> **TASK REQUIREMENTS**: From the listing below, copy word for word every line from the one containing "[locate] the camouflage headwear" through the one containing "x=158, y=142", leaving out the pictures.

> **DATA ROWS**:
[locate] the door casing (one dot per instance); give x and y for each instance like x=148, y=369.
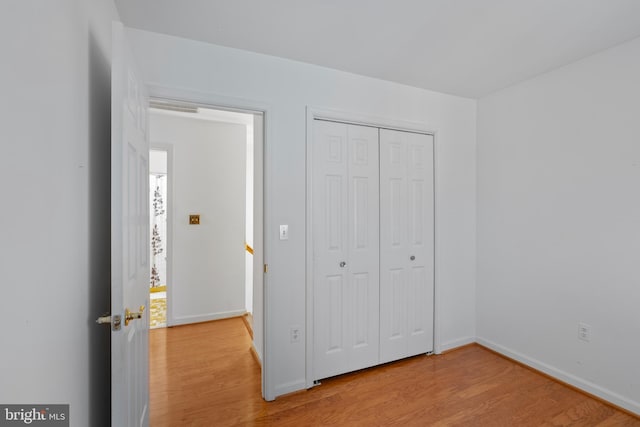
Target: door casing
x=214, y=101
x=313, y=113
---
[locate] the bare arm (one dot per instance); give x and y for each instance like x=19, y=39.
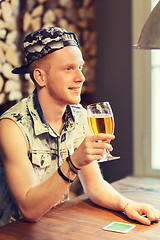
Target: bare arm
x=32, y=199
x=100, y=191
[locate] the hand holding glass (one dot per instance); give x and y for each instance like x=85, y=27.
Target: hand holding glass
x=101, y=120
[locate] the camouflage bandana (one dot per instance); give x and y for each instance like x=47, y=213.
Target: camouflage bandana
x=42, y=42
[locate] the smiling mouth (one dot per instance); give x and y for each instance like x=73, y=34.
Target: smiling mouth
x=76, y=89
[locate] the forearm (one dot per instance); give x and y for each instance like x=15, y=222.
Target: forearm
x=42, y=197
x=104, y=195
---
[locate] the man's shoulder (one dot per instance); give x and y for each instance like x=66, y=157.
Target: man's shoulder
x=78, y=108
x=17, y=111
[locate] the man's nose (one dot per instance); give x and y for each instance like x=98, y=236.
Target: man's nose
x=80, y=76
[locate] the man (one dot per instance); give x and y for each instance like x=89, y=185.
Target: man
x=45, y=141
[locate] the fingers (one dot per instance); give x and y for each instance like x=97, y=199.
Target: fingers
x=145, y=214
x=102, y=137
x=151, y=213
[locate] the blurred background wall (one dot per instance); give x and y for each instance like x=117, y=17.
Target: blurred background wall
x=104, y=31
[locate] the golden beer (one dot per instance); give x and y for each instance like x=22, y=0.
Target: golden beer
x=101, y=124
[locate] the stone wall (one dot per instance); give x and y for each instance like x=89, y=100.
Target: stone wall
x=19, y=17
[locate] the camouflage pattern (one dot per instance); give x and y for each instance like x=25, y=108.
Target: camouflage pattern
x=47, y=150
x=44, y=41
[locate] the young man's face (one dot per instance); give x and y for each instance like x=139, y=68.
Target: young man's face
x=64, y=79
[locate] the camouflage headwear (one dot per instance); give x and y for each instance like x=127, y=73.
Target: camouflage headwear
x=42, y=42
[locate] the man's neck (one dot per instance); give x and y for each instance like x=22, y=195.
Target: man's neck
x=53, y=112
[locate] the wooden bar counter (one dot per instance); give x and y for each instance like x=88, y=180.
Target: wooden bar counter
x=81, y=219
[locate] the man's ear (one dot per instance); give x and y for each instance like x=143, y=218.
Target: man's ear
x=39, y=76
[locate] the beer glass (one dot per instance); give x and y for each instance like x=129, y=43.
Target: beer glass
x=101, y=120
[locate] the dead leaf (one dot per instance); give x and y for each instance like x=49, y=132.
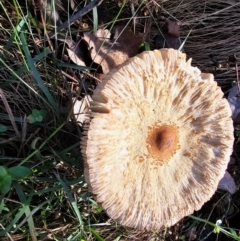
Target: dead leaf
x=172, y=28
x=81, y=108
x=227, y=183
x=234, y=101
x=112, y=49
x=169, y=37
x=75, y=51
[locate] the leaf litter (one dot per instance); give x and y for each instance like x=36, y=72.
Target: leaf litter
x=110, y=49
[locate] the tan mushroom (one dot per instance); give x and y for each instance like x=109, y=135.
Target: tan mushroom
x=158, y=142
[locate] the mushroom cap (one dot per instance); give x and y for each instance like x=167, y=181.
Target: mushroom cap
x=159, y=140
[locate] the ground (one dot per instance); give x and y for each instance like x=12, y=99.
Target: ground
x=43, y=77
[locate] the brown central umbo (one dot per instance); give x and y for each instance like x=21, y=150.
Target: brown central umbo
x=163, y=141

> **RESULT OF THIS EXERCISE**:
[locate] the camouflage headwear (one dot per instance); give x and y for each instance like x=127, y=73.
Target: camouflage headwear
x=42, y=42
[locate] the man's neck (one dot per instance); give x and y for each instance like x=22, y=195.
Target: man's neck
x=53, y=112
[locate] the wooden bar counter (one dot per instance); give x and y for each instance like x=88, y=180.
Target: wooden bar counter
x=81, y=219
[locate] the man's ear (one dot per instance); give x and y for each instance like x=143, y=218.
Target: man's ear
x=39, y=76
[locate] the beer glass (one dot per instance); give x and y for each instance like x=129, y=43.
Target: beer glass
x=101, y=120
[locate] the dead leaf (one dot per instance); give x and y for each instance like x=49, y=132.
Target: dead leaf
x=172, y=28
x=81, y=108
x=227, y=183
x=234, y=101
x=112, y=49
x=169, y=37
x=75, y=51
[locate] the leaf litter (one dot per instance); give x and y for each instance like x=36, y=72.
Target: leaf litter
x=110, y=49
[locate] the tan mushroom (one dot per instance); give x and y for each instance like x=109, y=135.
Target: tan mushroom
x=158, y=142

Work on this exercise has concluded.